Excerpted passage —
3) Painting presentation of Jesus in the Temple: In the museum of the cathedral in Cuenca, Spain, hangs one of many artistic renderings of the Presentation of Jesus in the Temple. Included in this elaborate and colorful scene are representatives of Judaism, namely, Mary, Joseph, Simeon and Anna and the source of Christianity, namely, Jesus. Although the Jews and all things Hebrew had been officially expelled from Spain in AD 1492, the artist, Juan de Borgoña (d. AD 1535), illustrated Luke’s account of the Presentation with the stated intention of portraying the necessary continuity between Christianity and Judaism. (Patricia Datchuck Sánchez).
4) The Presentation of the Lord is among the most ancient feasts of the Christian Church. We have sermons on the Feast by Bishops Methodius of Patara (+ 312), Cyril of Jerusalem (+ 360), Gregory the Theologian (+ 389), Amphilocius of Iconium (+ 394), Gregory of Nyssa (+ 400), and John Chrysostom (+ 407). Despite its early origin, this Feast was not celebrated with great splendor until the sixth century. In 528, during the reign of Justinian, an earthquake killed many people in Antioch. Other misfortunes followed this one. In 541 a terrible plague broke out in Constantinople, carrying off several thousand people each day. During this time of widespread suffering, a solemn prayer service (Litia) for deliverance from evils was celebrated on the Feast of the Meeting of the Lord, and the plague ceased. In thanksgiving to God, the Church established a more solemn celebration of this Feast.
5) “Well, have you ever heard an Amish parent yell?” A scholar was conducting a study of an Amish village. The Amish are a branch of the Mennonite church who live in traditional rural villages far from industrialization and technology: no computers, televisions, refrigerators and telephones. In his study of the Amish village school, the researcher noticed that Amish children never screamed or yelled. That surprised him. So he decided to check it out with the schoolteacher. He told the teacher that he had not once heard an Amish child yell, and asked him why that was so. The teacher replied, “Well, have you ever heard an Amish parent yell?” The inference is clear: Like the parents, so the children!
We are all familiar with Mother’s Day and Father’s Day which we celebrate every year. Why is there not a Parents’ Day where we celebrate father and mother together as a couple? Today should be a good day to focus on both parents together, as we see both parents of Jesus, Joseph and Mary, together make the long journey to Jerusalem to present their firstborn Child in the Temple as the law of God required. In the image of Joseph and Mary presenting Jesus in the Temple, we have a wonderful model of husband and wife united in practicing the faith and in raising their child in the faith. (Fr. Munacci).

Data excerpts —
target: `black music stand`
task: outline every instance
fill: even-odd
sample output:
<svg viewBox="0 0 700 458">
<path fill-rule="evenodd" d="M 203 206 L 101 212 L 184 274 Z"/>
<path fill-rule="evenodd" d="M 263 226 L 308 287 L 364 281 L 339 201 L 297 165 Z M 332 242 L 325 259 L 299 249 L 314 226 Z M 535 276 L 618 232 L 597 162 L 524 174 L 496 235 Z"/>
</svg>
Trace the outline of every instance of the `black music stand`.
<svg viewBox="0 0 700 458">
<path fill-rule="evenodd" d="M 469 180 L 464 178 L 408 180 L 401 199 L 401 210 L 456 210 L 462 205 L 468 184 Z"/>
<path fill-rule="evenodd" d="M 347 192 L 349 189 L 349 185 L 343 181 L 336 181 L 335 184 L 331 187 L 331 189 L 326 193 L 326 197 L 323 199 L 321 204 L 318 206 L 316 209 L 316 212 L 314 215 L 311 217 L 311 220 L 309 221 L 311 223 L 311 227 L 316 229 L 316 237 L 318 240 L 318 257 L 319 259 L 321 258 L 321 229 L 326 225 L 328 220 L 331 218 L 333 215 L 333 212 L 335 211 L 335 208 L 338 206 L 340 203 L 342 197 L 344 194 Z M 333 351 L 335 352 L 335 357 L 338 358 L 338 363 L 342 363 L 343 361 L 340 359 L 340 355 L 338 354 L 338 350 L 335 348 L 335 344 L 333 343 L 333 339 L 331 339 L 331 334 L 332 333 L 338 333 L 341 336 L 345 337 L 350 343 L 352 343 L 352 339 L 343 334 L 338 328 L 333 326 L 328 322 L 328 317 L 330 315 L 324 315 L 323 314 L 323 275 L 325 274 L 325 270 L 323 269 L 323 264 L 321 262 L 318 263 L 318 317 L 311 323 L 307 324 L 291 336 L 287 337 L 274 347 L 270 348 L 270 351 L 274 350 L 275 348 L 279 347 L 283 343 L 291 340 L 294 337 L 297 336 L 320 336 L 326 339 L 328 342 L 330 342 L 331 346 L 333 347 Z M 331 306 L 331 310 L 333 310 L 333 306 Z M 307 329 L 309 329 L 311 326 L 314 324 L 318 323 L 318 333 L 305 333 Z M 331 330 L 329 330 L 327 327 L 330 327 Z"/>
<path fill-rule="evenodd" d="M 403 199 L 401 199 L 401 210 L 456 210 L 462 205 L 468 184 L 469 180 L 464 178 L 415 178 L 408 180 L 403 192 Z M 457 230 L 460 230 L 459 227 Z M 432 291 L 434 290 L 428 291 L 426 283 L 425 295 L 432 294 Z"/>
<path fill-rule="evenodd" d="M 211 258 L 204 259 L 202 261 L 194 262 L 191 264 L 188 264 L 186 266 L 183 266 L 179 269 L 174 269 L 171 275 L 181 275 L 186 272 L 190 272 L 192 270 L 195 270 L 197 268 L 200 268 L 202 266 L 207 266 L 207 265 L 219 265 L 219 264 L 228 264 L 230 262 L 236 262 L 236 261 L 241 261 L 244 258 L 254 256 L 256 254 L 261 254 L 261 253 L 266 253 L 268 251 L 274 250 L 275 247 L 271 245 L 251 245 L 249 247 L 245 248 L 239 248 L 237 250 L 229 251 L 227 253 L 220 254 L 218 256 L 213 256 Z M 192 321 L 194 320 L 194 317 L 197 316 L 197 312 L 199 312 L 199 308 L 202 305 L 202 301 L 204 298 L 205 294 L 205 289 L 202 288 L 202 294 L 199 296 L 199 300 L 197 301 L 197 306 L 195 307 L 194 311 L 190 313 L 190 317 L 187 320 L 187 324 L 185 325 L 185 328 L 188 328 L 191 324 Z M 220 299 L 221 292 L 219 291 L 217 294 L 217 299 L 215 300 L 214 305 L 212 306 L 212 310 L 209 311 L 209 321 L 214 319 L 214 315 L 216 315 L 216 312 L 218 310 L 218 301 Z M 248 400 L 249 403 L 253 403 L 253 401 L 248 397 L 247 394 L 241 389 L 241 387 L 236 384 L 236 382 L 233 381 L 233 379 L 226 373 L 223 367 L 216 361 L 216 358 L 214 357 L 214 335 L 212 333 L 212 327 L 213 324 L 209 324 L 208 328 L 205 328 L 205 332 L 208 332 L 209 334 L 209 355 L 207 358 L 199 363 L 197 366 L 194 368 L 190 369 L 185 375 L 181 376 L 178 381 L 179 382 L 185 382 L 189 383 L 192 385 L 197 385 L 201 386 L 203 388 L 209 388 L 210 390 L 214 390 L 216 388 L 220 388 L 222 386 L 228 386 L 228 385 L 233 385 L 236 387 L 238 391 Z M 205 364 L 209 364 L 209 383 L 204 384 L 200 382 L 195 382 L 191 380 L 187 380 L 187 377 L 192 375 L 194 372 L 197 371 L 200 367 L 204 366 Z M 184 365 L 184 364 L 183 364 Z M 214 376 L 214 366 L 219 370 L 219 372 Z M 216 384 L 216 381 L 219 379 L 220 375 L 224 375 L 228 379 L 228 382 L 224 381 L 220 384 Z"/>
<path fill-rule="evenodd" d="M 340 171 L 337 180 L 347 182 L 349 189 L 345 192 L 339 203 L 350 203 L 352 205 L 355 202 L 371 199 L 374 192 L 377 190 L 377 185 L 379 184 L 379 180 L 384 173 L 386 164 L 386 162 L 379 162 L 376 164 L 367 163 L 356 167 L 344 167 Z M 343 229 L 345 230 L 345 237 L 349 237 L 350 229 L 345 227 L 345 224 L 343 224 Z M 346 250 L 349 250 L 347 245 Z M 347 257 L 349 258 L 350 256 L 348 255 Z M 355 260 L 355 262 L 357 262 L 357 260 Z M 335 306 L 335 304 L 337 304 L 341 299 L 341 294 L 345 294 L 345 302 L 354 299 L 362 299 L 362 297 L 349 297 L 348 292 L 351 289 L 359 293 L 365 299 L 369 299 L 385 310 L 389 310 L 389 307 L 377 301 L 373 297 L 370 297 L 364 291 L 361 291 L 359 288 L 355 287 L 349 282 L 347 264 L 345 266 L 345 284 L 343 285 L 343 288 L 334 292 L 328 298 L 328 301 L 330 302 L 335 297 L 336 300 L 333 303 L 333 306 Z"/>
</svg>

Requests —
a – Answer these from the Presentation passage:
(i) Where does the painting by Juan de Borgoña hang?
(ii) In what year did the plague break out in Constantinople?
(iii) What did the researcher notice that Amish children never did?
b – Copy the Presentation passage from "We are all familiar" up to and including "faith. (Fr. Munacci).".
c – List every bishop whose sermons on the Feast are mentioned in the Presentation passage.
The items aren't needed for anything here.

Results of the exercise —
a –
(i) In the museum of the cathedral in Cuenca, Spain.
(ii) 541.
(iii) They never screamed or yelled.

b –
We are all familiar with Mother’s Day and Father’s Day which we celebrate every year. Why is there not a Parents’ Day where we celebrate father and mother together as a couple? Today should be a good day to focus on both parents together, as we see both parents of Jesus, Joseph and Mary, together make the long journey to Jerusalem to present their firstborn Child in the Temple as the law of God required. In the image of Joseph and Mary presenting Jesus in the Temple, we have a wonderful model of husband and wife united in practicing the faith and in raising their child in the faith. (Fr. Munacci).

c –
Methodius of Patara
Cyril of Jerusalem
Gregory the Theologian
Amphilocius of Iconium
Gregory of Nyssa
John Chrysostom